Work order: Line by line, restate the material exactly.

Given data:
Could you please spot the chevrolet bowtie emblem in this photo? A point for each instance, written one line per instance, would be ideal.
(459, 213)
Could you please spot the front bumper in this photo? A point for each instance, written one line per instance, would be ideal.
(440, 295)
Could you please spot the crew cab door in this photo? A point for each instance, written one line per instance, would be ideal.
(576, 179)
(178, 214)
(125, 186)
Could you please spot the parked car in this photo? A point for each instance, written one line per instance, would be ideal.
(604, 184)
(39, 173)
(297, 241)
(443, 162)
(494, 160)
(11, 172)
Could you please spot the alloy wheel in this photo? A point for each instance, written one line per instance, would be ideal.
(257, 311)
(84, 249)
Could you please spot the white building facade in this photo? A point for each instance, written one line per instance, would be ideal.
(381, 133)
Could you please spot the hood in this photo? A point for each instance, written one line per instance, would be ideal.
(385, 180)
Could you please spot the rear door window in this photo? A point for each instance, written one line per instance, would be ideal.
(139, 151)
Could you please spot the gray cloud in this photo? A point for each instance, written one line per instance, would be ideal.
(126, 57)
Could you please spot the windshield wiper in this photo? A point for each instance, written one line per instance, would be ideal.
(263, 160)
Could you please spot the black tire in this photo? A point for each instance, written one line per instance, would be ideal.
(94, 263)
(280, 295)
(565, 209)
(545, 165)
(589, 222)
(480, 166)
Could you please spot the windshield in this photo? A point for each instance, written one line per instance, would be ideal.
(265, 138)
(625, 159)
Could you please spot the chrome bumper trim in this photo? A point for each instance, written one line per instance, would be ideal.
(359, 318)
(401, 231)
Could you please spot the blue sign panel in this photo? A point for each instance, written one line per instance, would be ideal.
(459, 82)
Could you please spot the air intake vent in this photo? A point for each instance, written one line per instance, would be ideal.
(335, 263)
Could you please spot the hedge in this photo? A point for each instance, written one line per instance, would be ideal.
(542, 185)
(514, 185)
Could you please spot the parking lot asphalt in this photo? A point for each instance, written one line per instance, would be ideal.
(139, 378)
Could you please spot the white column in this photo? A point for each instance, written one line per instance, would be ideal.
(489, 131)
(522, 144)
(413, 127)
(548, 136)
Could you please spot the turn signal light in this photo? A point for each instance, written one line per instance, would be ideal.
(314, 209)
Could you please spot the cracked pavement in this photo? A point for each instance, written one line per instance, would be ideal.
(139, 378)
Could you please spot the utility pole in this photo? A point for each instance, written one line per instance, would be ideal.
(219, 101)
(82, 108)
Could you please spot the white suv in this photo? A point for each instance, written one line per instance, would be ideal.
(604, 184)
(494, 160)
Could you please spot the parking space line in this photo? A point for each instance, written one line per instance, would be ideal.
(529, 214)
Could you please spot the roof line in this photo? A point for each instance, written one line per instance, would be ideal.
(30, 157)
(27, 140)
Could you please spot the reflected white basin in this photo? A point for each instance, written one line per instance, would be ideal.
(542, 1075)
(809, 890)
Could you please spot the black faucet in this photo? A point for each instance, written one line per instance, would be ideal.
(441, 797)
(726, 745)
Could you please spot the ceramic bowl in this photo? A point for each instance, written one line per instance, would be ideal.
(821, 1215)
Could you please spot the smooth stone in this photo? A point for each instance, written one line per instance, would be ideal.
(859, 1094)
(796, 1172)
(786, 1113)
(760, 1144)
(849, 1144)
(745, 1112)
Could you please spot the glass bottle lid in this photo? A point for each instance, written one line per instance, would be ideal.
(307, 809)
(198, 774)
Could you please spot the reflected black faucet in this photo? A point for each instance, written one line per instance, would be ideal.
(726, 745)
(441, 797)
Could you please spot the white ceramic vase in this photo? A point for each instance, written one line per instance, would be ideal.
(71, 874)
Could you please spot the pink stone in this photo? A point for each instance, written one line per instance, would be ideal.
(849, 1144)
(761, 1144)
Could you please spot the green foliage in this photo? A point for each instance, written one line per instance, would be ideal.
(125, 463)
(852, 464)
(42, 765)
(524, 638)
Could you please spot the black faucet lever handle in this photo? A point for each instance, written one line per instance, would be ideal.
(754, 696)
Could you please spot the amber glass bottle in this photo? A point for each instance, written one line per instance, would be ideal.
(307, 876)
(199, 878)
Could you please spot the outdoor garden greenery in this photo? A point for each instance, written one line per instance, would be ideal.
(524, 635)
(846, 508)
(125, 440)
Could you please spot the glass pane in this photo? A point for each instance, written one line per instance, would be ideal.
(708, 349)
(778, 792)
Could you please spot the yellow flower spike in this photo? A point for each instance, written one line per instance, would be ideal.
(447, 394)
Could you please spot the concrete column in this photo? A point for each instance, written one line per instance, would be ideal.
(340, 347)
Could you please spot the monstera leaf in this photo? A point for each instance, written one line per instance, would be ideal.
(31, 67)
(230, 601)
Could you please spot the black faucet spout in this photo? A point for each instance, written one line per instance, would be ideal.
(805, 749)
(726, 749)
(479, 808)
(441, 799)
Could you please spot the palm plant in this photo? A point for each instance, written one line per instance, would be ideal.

Answer below:
Could you please spot the chevrolet bowtie emblem in this photo? A point for each instance, written one line per instance, would be ideal.
(459, 213)
Could you please spot the front bumper in this photo? A point for each instance, written one line per instance, would be ideal.
(440, 295)
Could you please spot the crew cab door in this photo? A point for each instance, written one line per instance, would be ideal.
(576, 179)
(178, 214)
(125, 186)
Could you please spot the parked car in this photo? A point for each instance, written one line per instance, would be ideal.
(604, 184)
(39, 173)
(297, 241)
(443, 162)
(494, 160)
(11, 172)
Could you please spot the alloy wheel in this photo? A point for each instance, written one line per instance, would be ideal.
(257, 311)
(84, 249)
Could you please spot the white building facade in this photo? A point for each instance, written one line per instance, would be ideal.
(381, 133)
Could you please spot the hood in this photo? A point for each instance, written one line per instance, would be ideal.
(385, 180)
Could you please spot the rear door window in this photo? A point for each instance, written one line per instance, would be ideal.
(139, 151)
Could you please spot the gray cloud in this photo? A point for each instance, written one line per instance, would be ideal.
(126, 57)
Could you please spot the windshield wiper in this photo? A point for each instance, written one line per instance, would be ideal.
(263, 160)
Could you please spot the black tire in this photo? A point for each instance, written one line per instance, would be ideal.
(94, 263)
(280, 295)
(565, 209)
(545, 165)
(589, 222)
(480, 166)
Could you please spot the windshield in this photo? A point for each instance, written one line per instance, would be ideal.
(265, 138)
(625, 159)
Could you please spot the chrome bumper trim in this photo? A point for each instance, written one line per instance, would be ideal.
(359, 318)
(401, 231)
Could you please spot the blue sign panel in this photo? A point for each instance, written one line per instance, would be ideal.
(459, 82)
Could you please spot the air intake vent in this photo? A point for each instance, written one line per instance, would be ideal.
(335, 263)
Could you please spot the hedge in this photo? A point for each instance, written one line per instance, would be ideal.
(542, 185)
(514, 185)
Could you please spot the parking lot asphalt in this photo? A point for each instance, written one line per instance, would be ideal.
(139, 378)
Could you please spot the white column in this photo? A point for each instance, written one line per instance, would be ideal.
(489, 131)
(522, 144)
(413, 127)
(548, 136)
Could you please spot the turn signal light in this photo? A point for each instance, written one line per instance, would be ideal.
(314, 209)
Could you please spot the cracked pavement in this photo? A point for each instance, written one line per instance, would be ideal.
(139, 378)
Could you please spot the utility pole in this photo? A point for each instance, written one line per instance, would be ideal.
(219, 101)
(82, 108)
Could you please spot the white suv in this photo? A point for each instance, written one line per instance, would be ideal.
(604, 184)
(494, 160)
Could you please spot the parking space line in this photo? A point for each instance, written one line per instance, would be ideal.
(529, 214)
Could you please spot the roof line in this photo? A point for each instance, written one line per instance, would be ideal.
(30, 157)
(27, 140)
Could you please spot the reflected white basin in this photo? A point for each instance, written one line per instance, would be ideal.
(542, 1075)
(809, 890)
Could you please spot the black faucet in this photo? A point for each instance, written one line per instance, would be ideal.
(441, 797)
(726, 745)
Could you please spot the ceramic bowl in this photo? A point for each instance, written one line per instance, would be ideal.
(821, 1215)
Could you please spot the smooth stone in this photo? A point for each instance, written one line per instance, would be ideal.
(859, 1094)
(796, 1172)
(786, 1113)
(760, 1144)
(849, 1144)
(745, 1112)
Could you please spot the glass bottle lid in this photo? A point for each instance, written one line per instance, would be ideal.
(307, 809)
(198, 774)
Could you please spot the reflected black faucet in this photo? A point for each instance, written one line per instance, would be ideal.
(726, 745)
(441, 797)
Could you please spot the white ceramic vase in this photo? A point for each instance, written one line per instance, would be ideal.
(71, 874)
Could you please spot the pink stone in this photo? A point for each instance, written one line per instance, would be ideal.
(849, 1144)
(761, 1144)
Could you please spot the green foliage in this photo? A point for each instance, written one line per instance, would be ideal.
(125, 463)
(852, 464)
(42, 765)
(524, 638)
Could you please spot the black faucet lever handle in this photo? A point for each instance, written one line per instance, would be ideal.
(754, 696)
Could you please spot the amber glass bottle in this photo? A point for each instance, written one line per instance, would be ideal.
(307, 876)
(199, 878)
Could you please spot the outdoor garden greenery in this photo? A point for each instance, written one line per instance, would be ideal.
(524, 635)
(846, 508)
(125, 440)
Could you please spot the glass pane in this photo? A point for each instance, written one line per instance, would be ideal.
(708, 349)
(778, 792)
Could you please spot the yellow flower spike in this photo? A point for each instance, written one line per instance, would be ideal.
(447, 394)
Could you please spot the concrete column in this photo? A point for each instance, written one line per instance, would be ideal.
(340, 347)
Could you please spot the monstera leaf in this photo? A point for each instance, written one line per instance, would be ideal.
(31, 67)
(230, 601)
Could you please spot the black faucet spout in this photo? A point for each instance, written one line per instance, would be ideal.
(805, 749)
(726, 749)
(479, 808)
(441, 799)
Could you please spot the palm plant in this photo? A point for each instance, written one line per instance, would be ideal.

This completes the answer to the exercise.